» Exercise directions
Please repeat the data exactly. Any picture in it stays out.

Items from a data source:
┌──

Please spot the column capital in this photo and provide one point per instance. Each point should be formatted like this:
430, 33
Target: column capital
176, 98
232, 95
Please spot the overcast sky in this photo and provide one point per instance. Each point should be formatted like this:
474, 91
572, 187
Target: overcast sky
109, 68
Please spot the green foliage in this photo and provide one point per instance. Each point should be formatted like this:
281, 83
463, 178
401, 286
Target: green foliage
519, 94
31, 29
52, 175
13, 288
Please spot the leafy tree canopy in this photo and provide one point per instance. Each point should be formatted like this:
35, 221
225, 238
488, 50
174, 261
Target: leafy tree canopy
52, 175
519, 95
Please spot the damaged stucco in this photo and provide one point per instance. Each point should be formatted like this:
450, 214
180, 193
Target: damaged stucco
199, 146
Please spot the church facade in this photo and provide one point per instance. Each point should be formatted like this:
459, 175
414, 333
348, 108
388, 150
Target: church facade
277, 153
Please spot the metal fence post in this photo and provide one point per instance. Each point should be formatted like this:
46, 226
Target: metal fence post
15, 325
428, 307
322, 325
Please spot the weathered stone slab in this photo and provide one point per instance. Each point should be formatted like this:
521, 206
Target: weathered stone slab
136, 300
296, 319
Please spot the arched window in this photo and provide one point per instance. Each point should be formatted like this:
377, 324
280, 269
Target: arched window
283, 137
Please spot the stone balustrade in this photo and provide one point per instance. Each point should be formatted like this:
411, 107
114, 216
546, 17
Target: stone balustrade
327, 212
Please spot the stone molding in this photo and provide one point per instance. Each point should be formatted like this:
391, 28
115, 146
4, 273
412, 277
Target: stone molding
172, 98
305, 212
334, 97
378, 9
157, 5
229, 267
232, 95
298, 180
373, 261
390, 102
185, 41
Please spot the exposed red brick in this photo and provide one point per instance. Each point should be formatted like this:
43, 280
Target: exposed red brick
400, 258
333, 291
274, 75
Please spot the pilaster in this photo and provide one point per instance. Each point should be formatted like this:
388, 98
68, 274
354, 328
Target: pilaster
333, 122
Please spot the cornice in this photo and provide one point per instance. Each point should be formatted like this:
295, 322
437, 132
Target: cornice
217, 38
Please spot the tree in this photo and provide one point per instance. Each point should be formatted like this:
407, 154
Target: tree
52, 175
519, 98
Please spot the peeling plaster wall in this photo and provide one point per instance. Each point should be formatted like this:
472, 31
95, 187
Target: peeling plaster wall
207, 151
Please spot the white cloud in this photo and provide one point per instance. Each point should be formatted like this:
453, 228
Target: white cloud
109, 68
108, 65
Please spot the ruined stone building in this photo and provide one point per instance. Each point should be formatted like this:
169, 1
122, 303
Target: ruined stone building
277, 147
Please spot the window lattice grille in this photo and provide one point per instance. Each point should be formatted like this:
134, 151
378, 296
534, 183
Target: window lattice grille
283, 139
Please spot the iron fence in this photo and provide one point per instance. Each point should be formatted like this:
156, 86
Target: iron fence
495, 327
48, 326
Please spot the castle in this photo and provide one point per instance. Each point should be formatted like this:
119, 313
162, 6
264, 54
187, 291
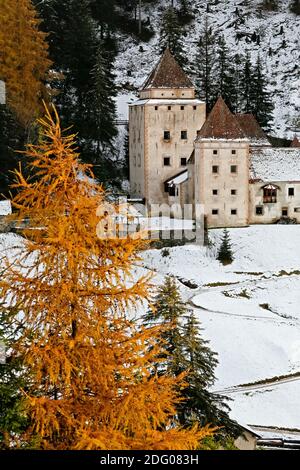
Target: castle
224, 161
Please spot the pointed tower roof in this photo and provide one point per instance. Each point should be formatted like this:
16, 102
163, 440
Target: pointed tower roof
295, 142
252, 130
221, 124
167, 74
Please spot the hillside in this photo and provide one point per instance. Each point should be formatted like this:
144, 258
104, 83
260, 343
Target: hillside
237, 20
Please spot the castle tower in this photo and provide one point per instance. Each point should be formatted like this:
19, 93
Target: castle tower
163, 125
221, 169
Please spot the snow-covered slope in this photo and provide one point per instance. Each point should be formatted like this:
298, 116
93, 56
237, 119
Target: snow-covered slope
250, 313
279, 32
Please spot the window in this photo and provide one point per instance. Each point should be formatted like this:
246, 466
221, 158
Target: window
269, 194
183, 135
291, 192
172, 190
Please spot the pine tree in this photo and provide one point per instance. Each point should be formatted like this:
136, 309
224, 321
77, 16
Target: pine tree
103, 104
205, 72
225, 255
262, 106
126, 154
201, 405
247, 86
237, 93
185, 352
24, 61
92, 373
171, 35
225, 86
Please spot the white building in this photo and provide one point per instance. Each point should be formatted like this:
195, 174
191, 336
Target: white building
223, 162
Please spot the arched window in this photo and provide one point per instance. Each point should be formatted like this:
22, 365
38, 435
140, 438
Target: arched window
270, 194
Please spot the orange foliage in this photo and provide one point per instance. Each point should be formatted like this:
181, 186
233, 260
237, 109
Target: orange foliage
24, 59
94, 384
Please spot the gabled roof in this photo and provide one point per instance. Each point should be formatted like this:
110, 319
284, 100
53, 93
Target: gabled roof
295, 142
221, 124
252, 129
167, 74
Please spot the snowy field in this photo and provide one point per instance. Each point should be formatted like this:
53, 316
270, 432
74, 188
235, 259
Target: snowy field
250, 312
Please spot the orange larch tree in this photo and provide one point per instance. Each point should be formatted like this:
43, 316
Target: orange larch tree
93, 373
24, 61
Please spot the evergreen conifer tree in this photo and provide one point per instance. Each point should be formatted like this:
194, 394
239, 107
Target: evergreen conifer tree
247, 86
225, 85
262, 106
205, 71
237, 92
171, 35
225, 255
187, 353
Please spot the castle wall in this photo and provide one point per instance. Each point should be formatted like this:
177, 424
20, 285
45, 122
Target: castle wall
223, 209
148, 122
137, 150
168, 93
271, 212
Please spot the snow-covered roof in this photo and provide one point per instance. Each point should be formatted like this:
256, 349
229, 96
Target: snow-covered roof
275, 164
174, 102
5, 208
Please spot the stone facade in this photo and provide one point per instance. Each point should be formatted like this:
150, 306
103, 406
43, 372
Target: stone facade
224, 162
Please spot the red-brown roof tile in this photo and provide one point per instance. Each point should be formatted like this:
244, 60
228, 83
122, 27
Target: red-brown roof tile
167, 74
221, 124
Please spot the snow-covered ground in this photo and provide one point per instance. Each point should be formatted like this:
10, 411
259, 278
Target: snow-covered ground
250, 313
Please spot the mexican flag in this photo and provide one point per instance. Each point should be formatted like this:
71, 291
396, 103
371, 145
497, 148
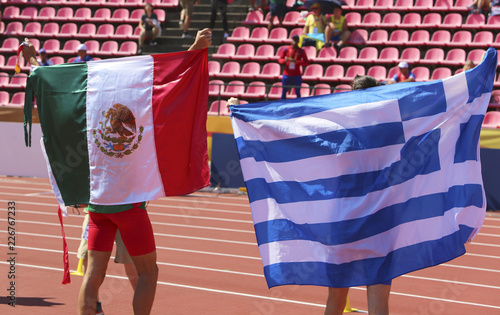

└──

» Solution to this task
Please spot the column capital in this photo and provide one point per instance. Each point should be formatted like this:
430, 33
Target: column capital
176, 98
232, 95
Please spot the overcast sky in this photo and provide one point per instance. Each point should be formatted like this:
474, 91
572, 187
Target: overcast sky
109, 68
Please spot the green foliage in this photo and provide one point per instance. Each point should be formatted like this:
281, 83
463, 178
401, 286
Target: green foliage
519, 94
31, 29
52, 175
13, 288
Please spot the leafy tree canopy in this photo and provide one point per instance. Each point should be formatted like this:
35, 221
225, 238
488, 50
174, 261
Target: leafy tree canopy
52, 175
519, 95
Please spot the damaged stucco in this photo and provide one point per instance. Each point should be formatted like this:
450, 214
180, 193
Target: damaged stucco
199, 146
Please spot the church facade in this photo and provide one point per instance. Each point should be formatted like this:
459, 175
414, 333
348, 108
388, 150
Target: church facade
277, 153
Please spot the metal fence post in this photo and provide one point per instance. Each point should be formatted like this:
46, 226
Target: metal fence post
15, 325
428, 307
322, 325
Please spot the weathered stone slab in this photo and provide one point per instance. Each point should be formatted like this:
521, 206
Target: weathered stone slab
136, 300
296, 319
Please spot the arched window in this photo and provide one point per instance. Each point should be formatted like this:
377, 324
280, 269
Target: arched window
283, 137
Please spot the stone balustrade in this photo and provide one point per instance. Each point should be formatted like this:
411, 107
114, 216
546, 17
Target: stone balustrade
327, 212
Please spot the stone molding in this photo and provide one point per instance. Each point should be formatted like this:
391, 28
115, 146
4, 273
412, 277
Target: stone molding
172, 98
305, 212
334, 97
378, 9
157, 5
229, 267
232, 95
298, 180
373, 261
390, 102
185, 41
Please spot the exposed red brick in this photo and provide one point per instance. Each point should be formatted like this:
43, 280
Target: exposed red brick
400, 258
333, 291
274, 75
Please spot the pilaster in this photo and provide one point per instance. Each point should be formatted like this:
388, 98
68, 274
354, 328
Target: pilaster
333, 122
Please spot the cornice in this photo and provide one point per instance. Each point should be formatted like this:
295, 322
437, 132
Target: cornice
217, 38
Please spot the tree in this photo and provide one point per instance. Each point should be formatted like this:
407, 154
Target: tree
52, 175
519, 98
Please spot the peeling plaster wall in this photo and provide one point per instance. Each point should be formatted like this:
472, 31
95, 187
Target: peeling plaster wall
207, 151
Please spot the white cloud in this photo and provide one point per instance. Each point should be formatted like this:
453, 228
Target: white cloud
109, 68
108, 65
Please spot the ruined stone building in this photo and provide one point per instance. Each point should be formatted like this:
169, 1
122, 303
Target: ruined stone building
277, 147
Please spot the window lattice grille in this photo and provide one point per instance. Each point should be formatted like this:
134, 151
378, 296
534, 183
Target: window lattice grille
283, 139
Please spot the iron fence in this photo and provide one point per instance. Each point should be formatted like this:
156, 86
Target: iron fence
495, 327
48, 326
Please spot the castle in this photo and provide one point per instance. Each point should be formatted like this:
119, 313
162, 6
264, 54
187, 291
Target: castle
224, 161
Please spot the pointed tower roof in this photo and provide one point per instance. Each point should be formatted like this:
16, 102
163, 440
Target: pointed tower roof
295, 142
252, 130
221, 124
167, 74
Please spot the hillside in this photo and provide one point per instance. Each point should be formatted like this:
144, 258
104, 83
260, 343
Target: hillside
237, 20
Please spot the castle tower in this photo and provide one point per instance. Each point should be formatted like this:
19, 93
Target: castle tower
163, 125
221, 169
Please spot the snow-covered slope in this photo and provide one point per instance. Each point should be formatted like this:
298, 116
93, 56
237, 119
Target: snow-covered slope
250, 313
279, 32
Please spot the window in this photo and provide one point per instance. Each point should be formatted like this:
246, 466
221, 158
Target: window
269, 194
183, 135
291, 192
172, 190
Please spot the pine tree in this photo and provide one point per instance. Each point should be formatted like this:
136, 309
224, 321
77, 16
Target: pine tree
103, 104
205, 72
225, 255
262, 106
126, 154
201, 405
247, 86
237, 93
185, 352
24, 61
92, 373
171, 35
225, 86
Please spot the white building in this photo and provide one point per instance. Each point should be formatted like this:
195, 174
191, 336
Target: white building
223, 162
Please spot the arched window in this photo and provide one point per instance. Each point should be formatted like this:
22, 365
38, 435
140, 438
Target: arched window
270, 194
Please spot the orange foliage in this photo and provide one point per instance. Each point should be formatted like this:
181, 186
233, 260
237, 109
Target: orange foliage
24, 59
94, 384
Please spot the gabled roof in this photo and provide one point per instance. Each point should be formatted like this:
110, 319
284, 100
53, 93
Target: gabled roof
295, 142
221, 124
252, 129
167, 74
Please spot the snowy field in this photo and provide one point per instance. Each point should be formatted like this:
53, 316
270, 432
74, 188
235, 259
Target: snowy field
250, 312
Please spot the orange larch tree in this photo and provide one point per instance. Each point should be formatted like this:
43, 316
Target: orange larch tree
93, 373
24, 61
Please spot the evergreen conifer tree in this photo and provide one point per instance. Each point should be formatted like this:
194, 394
239, 107
Target: evergreen conifer tree
247, 86
225, 85
262, 106
205, 71
237, 92
171, 35
225, 255
187, 353
Please spot the castle wall in this photo and provide one point per instance. Each point should be formatted like this:
177, 424
20, 285
45, 122
Target: castle wall
223, 209
148, 122
137, 150
168, 93
271, 212
Please spot the snow-covered roof in this photo and provide one point per instance. Each point should be formatted like this:
256, 349
229, 96
Target: snow-covered roof
275, 164
174, 102
5, 208
Please spot the stone facade in this photo and provide one point per instance. Each point should be formatted like this:
150, 306
103, 406
43, 372
Target: stone facade
224, 162
Please spot the red-brown roof tile in this photo and provide one point per instance. Each point should be formatted like this:
244, 60
228, 83
122, 27
Target: red-brown roof tile
167, 74
221, 124
Please spot the snow-covered ground in this photo and provide one point per instance. Each point should be formatted like this:
10, 411
259, 278
Target: snow-covered ground
250, 313
Please spot the mexican flag in this photo and provide one point per instance. Each point should be formatted like this:
71, 291
396, 103
371, 145
497, 148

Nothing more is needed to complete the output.